[Dataset entries]
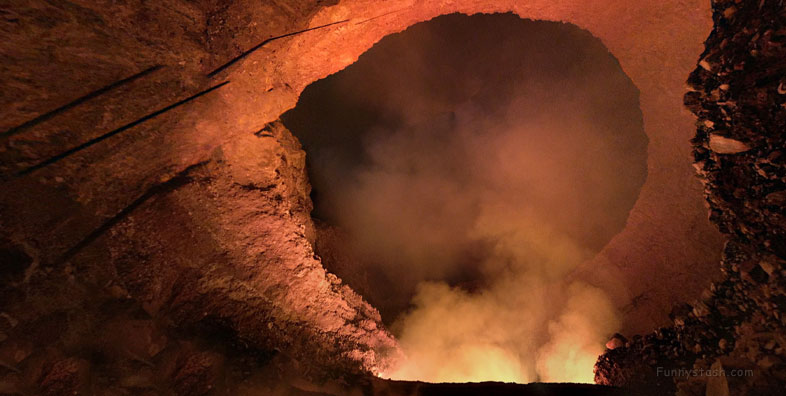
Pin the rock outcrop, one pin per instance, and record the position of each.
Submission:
(732, 340)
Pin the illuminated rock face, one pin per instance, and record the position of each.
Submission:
(196, 216)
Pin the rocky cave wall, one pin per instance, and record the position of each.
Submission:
(185, 217)
(738, 93)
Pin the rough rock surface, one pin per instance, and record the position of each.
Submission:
(739, 325)
(188, 221)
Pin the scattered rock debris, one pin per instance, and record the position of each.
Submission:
(733, 340)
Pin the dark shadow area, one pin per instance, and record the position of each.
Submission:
(443, 140)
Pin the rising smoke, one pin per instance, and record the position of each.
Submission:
(473, 163)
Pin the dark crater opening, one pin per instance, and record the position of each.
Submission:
(443, 139)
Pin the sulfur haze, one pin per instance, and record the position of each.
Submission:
(461, 170)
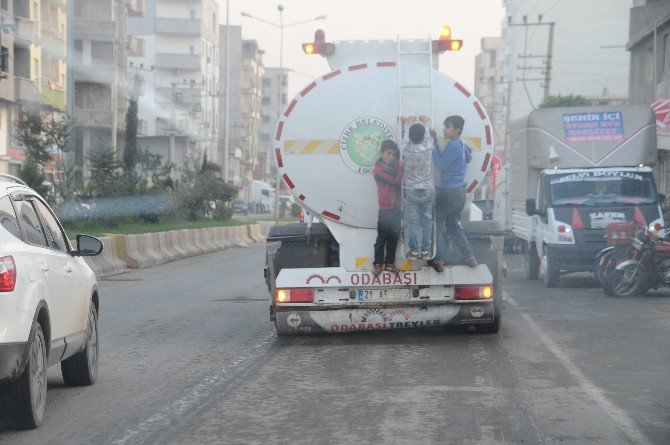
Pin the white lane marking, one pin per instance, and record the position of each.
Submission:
(618, 415)
(175, 411)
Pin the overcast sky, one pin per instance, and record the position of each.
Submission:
(470, 20)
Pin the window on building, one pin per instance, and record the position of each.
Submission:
(78, 52)
(102, 52)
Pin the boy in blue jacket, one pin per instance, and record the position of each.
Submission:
(452, 162)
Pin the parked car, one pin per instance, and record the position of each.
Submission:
(239, 206)
(48, 305)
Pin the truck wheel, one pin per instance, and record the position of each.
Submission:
(82, 368)
(550, 275)
(532, 263)
(23, 401)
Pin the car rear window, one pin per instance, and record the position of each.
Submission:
(8, 217)
(30, 223)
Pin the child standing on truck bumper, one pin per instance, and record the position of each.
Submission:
(419, 187)
(388, 174)
(452, 162)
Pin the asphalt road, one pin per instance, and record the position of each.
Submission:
(188, 355)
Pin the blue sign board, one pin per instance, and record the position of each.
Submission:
(598, 126)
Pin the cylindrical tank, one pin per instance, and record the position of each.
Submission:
(327, 140)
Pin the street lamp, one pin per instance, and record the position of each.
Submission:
(281, 27)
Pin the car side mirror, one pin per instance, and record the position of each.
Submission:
(87, 245)
(530, 207)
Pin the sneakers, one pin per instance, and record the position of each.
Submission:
(391, 268)
(412, 255)
(437, 265)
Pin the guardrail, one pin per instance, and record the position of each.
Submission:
(121, 252)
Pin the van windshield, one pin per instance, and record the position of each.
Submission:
(602, 188)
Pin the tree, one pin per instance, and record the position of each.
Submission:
(564, 101)
(130, 148)
(46, 139)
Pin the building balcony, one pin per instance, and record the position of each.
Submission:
(96, 29)
(25, 90)
(178, 61)
(94, 118)
(135, 46)
(94, 73)
(53, 96)
(185, 27)
(137, 8)
(25, 32)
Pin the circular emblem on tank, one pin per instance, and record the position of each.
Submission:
(360, 142)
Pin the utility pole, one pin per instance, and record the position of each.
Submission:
(547, 58)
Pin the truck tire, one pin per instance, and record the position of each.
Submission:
(23, 401)
(531, 262)
(550, 274)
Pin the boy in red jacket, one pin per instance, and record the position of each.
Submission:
(388, 173)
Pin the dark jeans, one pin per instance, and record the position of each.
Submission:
(449, 204)
(388, 232)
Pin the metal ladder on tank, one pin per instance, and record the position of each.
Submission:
(401, 88)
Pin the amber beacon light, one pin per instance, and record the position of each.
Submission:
(445, 42)
(319, 46)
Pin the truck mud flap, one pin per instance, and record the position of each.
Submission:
(299, 320)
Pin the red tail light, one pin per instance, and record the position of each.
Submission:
(7, 274)
(305, 295)
(473, 292)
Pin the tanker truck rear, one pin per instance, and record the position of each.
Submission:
(327, 141)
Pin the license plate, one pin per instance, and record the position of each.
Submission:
(383, 294)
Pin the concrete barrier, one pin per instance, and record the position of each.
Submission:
(107, 263)
(173, 240)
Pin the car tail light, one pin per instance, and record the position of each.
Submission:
(305, 295)
(7, 274)
(473, 292)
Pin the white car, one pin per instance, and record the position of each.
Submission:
(48, 305)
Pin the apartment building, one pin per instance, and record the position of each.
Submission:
(234, 59)
(34, 68)
(180, 72)
(272, 105)
(101, 46)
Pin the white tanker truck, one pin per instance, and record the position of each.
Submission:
(327, 141)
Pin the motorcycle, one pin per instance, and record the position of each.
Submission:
(645, 266)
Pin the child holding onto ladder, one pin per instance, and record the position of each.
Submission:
(452, 162)
(388, 173)
(419, 189)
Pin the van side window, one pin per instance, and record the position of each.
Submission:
(30, 224)
(8, 217)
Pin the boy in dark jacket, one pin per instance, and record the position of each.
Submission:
(388, 173)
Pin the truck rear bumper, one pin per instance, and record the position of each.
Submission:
(320, 319)
(574, 258)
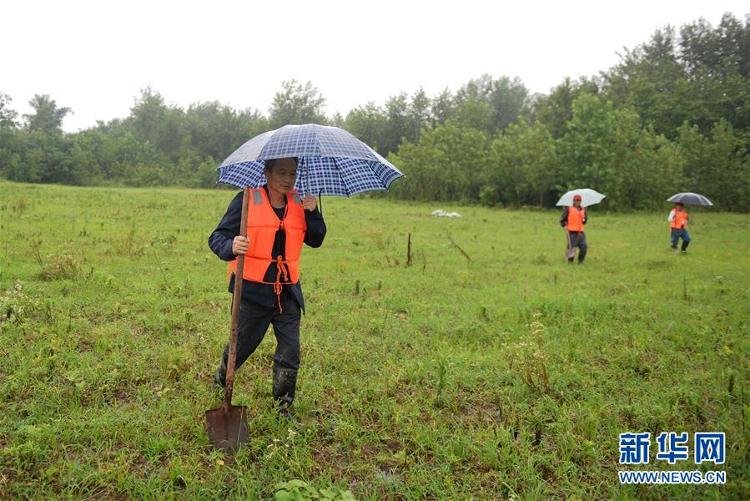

◆ PROBLEM REQUIREMENTS:
The task calls for repeating each line above exactly while excluding the pictures.

◆ REPLY TO THE EXERCISE:
Pin the rock outcrop, one pin per instance, and record the position of each.
Submission:
(732, 340)
Pin the illuminated rock face, one pin per instance, and record the position of each.
Submission:
(196, 216)
Pin the rocky cave wall, one pin per instance, and record the position of each.
Submission:
(185, 217)
(738, 93)
Pin the rough rock surface, one pin per instance, and record the position of each.
Submission:
(739, 325)
(188, 221)
Pin the scattered rock debris, one pin per instance, and record the position of each.
Submission:
(733, 340)
Pin the dark shadow area, one pin per instance, and record the position of each.
Submission:
(443, 140)
Pin the rising smoke, one pin per instance, and record the position of each.
Submission:
(473, 163)
Pin the dark crater opening, one pin per instance, and record the position of each.
Submission:
(443, 139)
Pin the sulfur haze, one pin per instance, and record the position of each.
Submission:
(461, 170)
Pin the white lane marking, one pin per instance, and record the position of each.
Submission:
(618, 415)
(175, 411)
Pin the overcast sky, one pin per instance, and record the position of each.
Submission:
(470, 20)
Pin the window on building, one pin per instance, and record the position of each.
Submission:
(78, 52)
(102, 52)
Pin the boy in blue jacket, one pin per instance, and record the position of each.
Submission:
(452, 162)
Pin the parked car, one pin per instance, and record the position of each.
Submission:
(239, 206)
(48, 305)
Pin the truck wheel, one pin per instance, and record the position of each.
Submission:
(82, 368)
(550, 275)
(532, 263)
(23, 401)
Pin the car rear window, one pin per instance, and record the position of each.
Submission:
(8, 217)
(30, 223)
Pin the child standing on truck bumper, one pin per instance, and record the position of each.
Submission:
(419, 187)
(388, 174)
(452, 162)
Pin the asphalt road, one pin per instance, and record the position of each.
Submission:
(188, 355)
Pin the blue sign board, one pin per instance, and record the position of each.
Submission:
(598, 126)
Pin the cylindrical tank, one pin per instance, and record the position of each.
Submission:
(327, 140)
Pin the street lamp, one pin per instance, and record the position of each.
Submission:
(281, 27)
Pin the car side mirror, one pin per instance, and record the position of each.
Submission:
(87, 245)
(530, 207)
Pin the sneakers, one pin per instance, and record the position of each.
Submission:
(391, 268)
(412, 255)
(437, 265)
Pin the guardrail, one pin per instance, and record the position of each.
Submission:
(121, 252)
Pin the van windshield, one pin per instance, and record the position of each.
Submission:
(602, 188)
Pin the tree, one pin per instance, and record the position of each.
Submission:
(564, 101)
(130, 148)
(46, 139)
Pin the building balcony, one pin per instance, and record the position of each.
Submission:
(96, 29)
(25, 90)
(178, 61)
(94, 118)
(135, 46)
(94, 73)
(53, 96)
(185, 27)
(137, 8)
(25, 32)
Pin the circular emblem on tank, one pin per instance, and record the position of each.
Submission:
(360, 142)
Pin the utility pole, one pin per instance, and record the position of each.
Submission:
(547, 58)
Pin the truck tire, one pin per instance, and record the position of each.
Submission:
(23, 401)
(531, 262)
(550, 274)
Pin the boy in red jacket, one pin per instance, and record the position of each.
Submission:
(388, 173)
Pin the dark jeans, one pin per instance, and record the position of each.
Submission:
(449, 204)
(388, 232)
Pin the metal ladder on tank, one pin per instance, and record the position of each.
Submission:
(401, 88)
Pin the amber beacon light, one pin per instance, and record the position of each.
Submission:
(445, 42)
(319, 46)
Pin the truck mud flap, one pin per instance, and record the position of each.
Submission:
(299, 320)
Pin the red tail light, one pin per instance, and record the position of each.
Submission:
(7, 274)
(305, 295)
(473, 292)
Pin the tanker truck rear, one pin per instance, and record the position of each.
Submission:
(327, 141)
Pin the license plate, one pin per instance, and record the position of each.
Submission:
(383, 294)
Pin the concrete barrier, one pin per instance, and record the position of each.
Submission:
(107, 263)
(173, 240)
Pin the car tail light, one pin per instance, and record the position of each.
Submission:
(305, 295)
(7, 274)
(473, 292)
Pin the white car, one pin per instance, and record the position of each.
Submission:
(48, 305)
Pin the apartment building, one pin per instance, and record the position of each.
Submission:
(234, 59)
(34, 68)
(180, 72)
(272, 105)
(101, 46)
Pin the white tanker truck, one pin per instance, and record the position of each.
Submission:
(327, 141)
Pin the motorcycle, one pin per instance, and record the position of each.
Submission:
(645, 266)
Pin the child holding onto ladder, one pin per instance, and record the position of each.
Submission:
(452, 162)
(388, 173)
(419, 189)
Pin the van side window, one pin per instance, and record the position of each.
Submission:
(30, 224)
(8, 217)
Pin the boy in dark jacket, one pin per instance, and record the position of each.
Submission:
(388, 173)
Pin the truck rear bumper, one pin per instance, and record the position of each.
Submission:
(320, 319)
(574, 258)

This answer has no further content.